§ **RECORD EXCERPTS**:
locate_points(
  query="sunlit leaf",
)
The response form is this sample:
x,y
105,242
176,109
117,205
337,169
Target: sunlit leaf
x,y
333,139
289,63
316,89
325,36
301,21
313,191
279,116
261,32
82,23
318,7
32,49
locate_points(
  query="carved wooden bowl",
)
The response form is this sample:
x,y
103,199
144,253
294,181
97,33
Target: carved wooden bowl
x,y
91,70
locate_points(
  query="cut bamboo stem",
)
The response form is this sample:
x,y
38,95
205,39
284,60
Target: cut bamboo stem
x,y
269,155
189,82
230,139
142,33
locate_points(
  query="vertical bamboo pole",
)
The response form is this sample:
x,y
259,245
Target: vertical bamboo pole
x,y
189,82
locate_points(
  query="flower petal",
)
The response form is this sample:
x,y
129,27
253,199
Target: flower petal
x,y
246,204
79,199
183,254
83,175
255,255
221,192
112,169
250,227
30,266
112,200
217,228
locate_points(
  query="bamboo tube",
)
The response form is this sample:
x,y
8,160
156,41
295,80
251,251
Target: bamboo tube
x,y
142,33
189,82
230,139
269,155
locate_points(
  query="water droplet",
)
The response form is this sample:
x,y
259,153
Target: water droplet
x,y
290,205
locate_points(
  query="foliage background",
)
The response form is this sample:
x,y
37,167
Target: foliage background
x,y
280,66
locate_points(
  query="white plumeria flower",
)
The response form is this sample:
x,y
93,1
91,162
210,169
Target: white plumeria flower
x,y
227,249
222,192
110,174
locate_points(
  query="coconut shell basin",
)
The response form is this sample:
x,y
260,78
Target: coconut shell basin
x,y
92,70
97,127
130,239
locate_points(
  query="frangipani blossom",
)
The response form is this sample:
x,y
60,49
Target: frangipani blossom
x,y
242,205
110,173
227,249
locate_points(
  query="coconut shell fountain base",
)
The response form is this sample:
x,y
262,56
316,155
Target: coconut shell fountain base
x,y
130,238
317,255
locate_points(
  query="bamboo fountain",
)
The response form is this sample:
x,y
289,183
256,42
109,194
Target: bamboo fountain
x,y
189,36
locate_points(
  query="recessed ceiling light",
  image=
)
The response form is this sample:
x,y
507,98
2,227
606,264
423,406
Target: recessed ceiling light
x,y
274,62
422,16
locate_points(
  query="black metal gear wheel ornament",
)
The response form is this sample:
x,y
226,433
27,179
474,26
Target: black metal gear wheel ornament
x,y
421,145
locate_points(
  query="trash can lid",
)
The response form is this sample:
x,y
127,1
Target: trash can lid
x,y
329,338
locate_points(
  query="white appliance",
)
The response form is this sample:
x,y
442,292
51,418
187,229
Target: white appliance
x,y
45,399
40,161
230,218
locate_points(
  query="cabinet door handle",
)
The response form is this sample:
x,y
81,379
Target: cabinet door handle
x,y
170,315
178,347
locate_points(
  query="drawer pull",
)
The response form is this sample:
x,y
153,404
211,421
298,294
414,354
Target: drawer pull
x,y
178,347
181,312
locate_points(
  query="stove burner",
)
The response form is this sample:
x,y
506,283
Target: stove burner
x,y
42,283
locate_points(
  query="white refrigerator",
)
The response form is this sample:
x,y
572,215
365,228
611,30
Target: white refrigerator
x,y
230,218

§ **GOAL**: Reproduce every line above without error.

§ **ANSWER TO THE TASK**:
locate_points(
  query="sunlit leaf",
)
The response form is this sample:
x,y
105,242
176,109
117,205
337,169
Target: sunlit leaf
x,y
333,139
289,63
316,89
325,36
301,21
313,191
279,116
261,32
82,23
318,7
32,49
locate_points(
  query="carved wooden bowl",
)
The response form is this sample:
x,y
103,199
144,253
294,181
97,33
Target: carved wooden bowl
x,y
91,70
locate_points(
  query="cut bamboo stem",
)
The response form is this sample:
x,y
38,95
205,39
284,60
Target: cut bamboo stem
x,y
269,155
189,82
230,139
142,33
locate_points(
  query="vertical bamboo pole",
)
The response form is this sample:
x,y
259,245
Target: vertical bamboo pole
x,y
189,82
locate_points(
  query="flower petal",
)
The response form is this sample:
x,y
129,27
253,199
Target: flower petal
x,y
246,204
79,199
183,254
83,175
255,255
221,192
112,169
250,227
30,266
112,200
217,228
locate_points(
  query="bamboo tube",
)
The response form is this sample:
x,y
8,160
156,41
295,80
251,251
Target: bamboo tube
x,y
142,33
189,82
230,139
269,155
locate_points(
  query="water droplet",
)
The response form is this sample:
x,y
259,153
Target: water droplet
x,y
290,205
locate_points(
  query="foliage background",
)
The response form is this sample:
x,y
37,167
Target: foliage background
x,y
280,66
locate_points(
  query="white plumeria flower",
)
The response form is this sample:
x,y
93,1
91,162
210,169
Target: white plumeria flower
x,y
227,249
222,192
110,174
locate_points(
  query="coconut shell basin",
)
The response form is this sample:
x,y
260,78
Target: coconut shell basin
x,y
92,70
97,127
130,239
locate_points(
  query="frangipani blossom",
)
The response form is this sample:
x,y
60,49
Target: frangipani blossom
x,y
242,205
110,173
227,249
locate_points(
  query="coconut shell fountain base",
)
The response form is this sample:
x,y
262,56
316,155
Target: coconut shell fountain base
x,y
130,238
317,255
locate_points(
  query="bamboo fountain",
)
The response form is this sample:
x,y
289,183
256,42
109,194
Target: bamboo fountain
x,y
189,36
locate_points(
  query="recessed ceiling light",
  image=
)
The response form is this sample:
x,y
507,98
2,227
606,264
423,406
Target: recessed ceiling light
x,y
274,62
422,16
locate_points(
  query="black metal gear wheel ornament",
)
The response form is this sample:
x,y
226,433
27,179
474,26
Target: black metal gear wheel ornament
x,y
421,145
locate_points(
  query="trash can lid",
)
The response form is this sample:
x,y
127,1
Target: trash can lid
x,y
329,338
locate_points(
  query="white appliance",
)
The response form is this sample:
x,y
442,292
51,418
187,229
Target: white appliance
x,y
45,399
40,161
230,218
locate_points(
  query="cabinet door handle",
)
The response form is this sample:
x,y
81,379
Target: cabinet door handle
x,y
170,315
178,347
locate_points(
  query="drawer pull",
)
The response form is this sample:
x,y
153,404
211,421
298,294
414,354
Target: drawer pull
x,y
178,347
181,312
locate_points(
  query="stove burner",
)
The response form is this sample:
x,y
506,283
Target: stove burner
x,y
42,283
locate_points(
  query="white refrigerator",
)
The response form is this sample:
x,y
572,215
365,228
611,30
Target: white refrigerator
x,y
230,218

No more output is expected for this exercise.